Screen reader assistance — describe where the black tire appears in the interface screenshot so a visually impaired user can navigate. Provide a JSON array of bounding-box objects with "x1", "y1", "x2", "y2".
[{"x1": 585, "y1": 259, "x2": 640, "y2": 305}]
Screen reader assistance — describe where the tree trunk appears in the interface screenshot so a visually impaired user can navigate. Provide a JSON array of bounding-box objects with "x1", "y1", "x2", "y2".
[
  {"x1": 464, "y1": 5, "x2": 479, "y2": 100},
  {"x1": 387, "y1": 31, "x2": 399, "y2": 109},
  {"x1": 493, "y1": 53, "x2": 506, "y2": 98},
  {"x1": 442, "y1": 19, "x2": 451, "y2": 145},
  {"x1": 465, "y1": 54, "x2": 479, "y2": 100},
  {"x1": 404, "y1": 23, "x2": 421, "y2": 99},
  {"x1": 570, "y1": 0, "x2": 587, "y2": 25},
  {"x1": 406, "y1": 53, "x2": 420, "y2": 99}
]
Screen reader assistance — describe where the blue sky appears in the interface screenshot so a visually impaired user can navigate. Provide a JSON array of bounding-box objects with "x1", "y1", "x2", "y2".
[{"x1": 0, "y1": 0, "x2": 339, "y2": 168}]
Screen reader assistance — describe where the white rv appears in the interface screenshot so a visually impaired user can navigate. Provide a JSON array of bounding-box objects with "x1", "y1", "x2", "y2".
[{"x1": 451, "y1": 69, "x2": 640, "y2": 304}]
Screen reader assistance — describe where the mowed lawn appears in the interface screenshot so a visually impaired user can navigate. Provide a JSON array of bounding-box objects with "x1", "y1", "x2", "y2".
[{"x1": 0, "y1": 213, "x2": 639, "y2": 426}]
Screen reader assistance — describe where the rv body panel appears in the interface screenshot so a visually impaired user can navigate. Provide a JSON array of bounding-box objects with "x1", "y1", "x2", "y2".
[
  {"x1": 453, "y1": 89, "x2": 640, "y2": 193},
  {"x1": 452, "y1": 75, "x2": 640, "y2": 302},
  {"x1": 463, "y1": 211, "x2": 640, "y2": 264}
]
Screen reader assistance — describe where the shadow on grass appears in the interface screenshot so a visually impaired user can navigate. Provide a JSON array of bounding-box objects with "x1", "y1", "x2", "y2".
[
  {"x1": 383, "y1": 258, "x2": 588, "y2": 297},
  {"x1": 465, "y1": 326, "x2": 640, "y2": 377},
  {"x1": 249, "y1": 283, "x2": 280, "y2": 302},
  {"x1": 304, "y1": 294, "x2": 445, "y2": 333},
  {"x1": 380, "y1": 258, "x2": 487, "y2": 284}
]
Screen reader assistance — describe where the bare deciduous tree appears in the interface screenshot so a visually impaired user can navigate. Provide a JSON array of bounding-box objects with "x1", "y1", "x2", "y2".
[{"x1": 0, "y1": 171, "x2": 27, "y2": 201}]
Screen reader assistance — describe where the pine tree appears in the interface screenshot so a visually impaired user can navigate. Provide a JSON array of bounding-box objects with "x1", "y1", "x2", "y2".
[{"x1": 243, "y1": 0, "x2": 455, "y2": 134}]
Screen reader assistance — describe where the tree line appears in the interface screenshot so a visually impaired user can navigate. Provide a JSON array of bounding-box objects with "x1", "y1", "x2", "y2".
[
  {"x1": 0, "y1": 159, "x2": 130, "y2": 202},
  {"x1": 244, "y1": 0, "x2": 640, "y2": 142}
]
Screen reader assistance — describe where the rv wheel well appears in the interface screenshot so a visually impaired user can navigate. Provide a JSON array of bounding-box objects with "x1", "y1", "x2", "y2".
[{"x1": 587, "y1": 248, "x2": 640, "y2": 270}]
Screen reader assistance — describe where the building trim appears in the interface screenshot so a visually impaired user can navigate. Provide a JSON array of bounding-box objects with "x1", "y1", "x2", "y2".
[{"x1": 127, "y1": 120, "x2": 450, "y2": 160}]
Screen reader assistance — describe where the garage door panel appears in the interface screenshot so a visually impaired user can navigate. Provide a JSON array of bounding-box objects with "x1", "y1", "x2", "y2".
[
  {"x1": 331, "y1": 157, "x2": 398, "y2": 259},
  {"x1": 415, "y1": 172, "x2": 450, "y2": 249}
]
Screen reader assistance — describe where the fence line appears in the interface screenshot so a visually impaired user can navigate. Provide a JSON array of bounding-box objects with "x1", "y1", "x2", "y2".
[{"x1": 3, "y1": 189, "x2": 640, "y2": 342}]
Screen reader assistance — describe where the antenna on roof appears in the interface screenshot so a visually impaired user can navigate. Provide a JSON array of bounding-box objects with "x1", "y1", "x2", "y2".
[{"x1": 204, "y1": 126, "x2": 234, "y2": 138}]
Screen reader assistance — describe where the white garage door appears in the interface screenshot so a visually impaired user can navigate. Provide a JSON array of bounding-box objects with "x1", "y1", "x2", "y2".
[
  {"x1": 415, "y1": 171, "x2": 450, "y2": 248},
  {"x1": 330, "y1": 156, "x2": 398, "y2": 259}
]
==*==
Return, unchanged, each line from the line containing "Screen reader assistance — describe where the rv wheel" through the last line of the material.

— Response area —
Screen reader assistance — describe where the rv wheel well appears in the interface screenshot so a visually impaired user can navigate. Provide a JSON array of bounding-box objects with "x1", "y1", "x2", "y2".
[{"x1": 587, "y1": 248, "x2": 640, "y2": 270}]
Screen reader assistance — describe where the building trim appears in the interface screenshot so a visually impaired user can navigate. Provide a JSON array of bounding-box objects with "x1", "y1", "x2", "y2".
[{"x1": 127, "y1": 120, "x2": 450, "y2": 160}]
Screen reader assistance — describe where the garage door panel appears in the interface screenshot so a visually impaired user can navigate. Provide a JSON array of bounding-box objects with "x1", "y1", "x2", "y2".
[
  {"x1": 331, "y1": 157, "x2": 398, "y2": 259},
  {"x1": 415, "y1": 172, "x2": 450, "y2": 249}
]
Screen reader assistance — describe where the fence line appears in the interface screenshot so a visually impaired user can navigate. Provide a JSON array of bounding-box objects with "x1", "y1", "x2", "y2".
[{"x1": 3, "y1": 189, "x2": 640, "y2": 342}]
Screen reader assistance — describe where the antenna on roof appears in the interface screenshot so a visually impaired user can navigate. Provide a JSON array of bounding-box objects with "x1", "y1", "x2", "y2".
[{"x1": 204, "y1": 126, "x2": 234, "y2": 138}]
Screen reader assistance — describe where the white garage door appears in the interface screenshot so a visually impaired user can navigate. Provide a JSON array of bounding-box objects with "x1", "y1", "x2", "y2".
[
  {"x1": 415, "y1": 171, "x2": 450, "y2": 248},
  {"x1": 330, "y1": 156, "x2": 398, "y2": 259}
]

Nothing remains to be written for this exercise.